YOUR OBJECTIVE. Output the full listing exactly, character for character.
BEGIN GIVEN RECORDS
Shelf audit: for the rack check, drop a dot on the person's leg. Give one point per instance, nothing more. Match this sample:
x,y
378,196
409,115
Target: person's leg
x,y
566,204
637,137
END GIVEN RECORDS
REPLY TO THE TASK.
Shelf audit: for the rack check, drop a dot on the person's leg. Give one point per instance, nothing more. Match this sample:
x,y
378,196
409,115
Target: person's leg
x,y
566,204
637,137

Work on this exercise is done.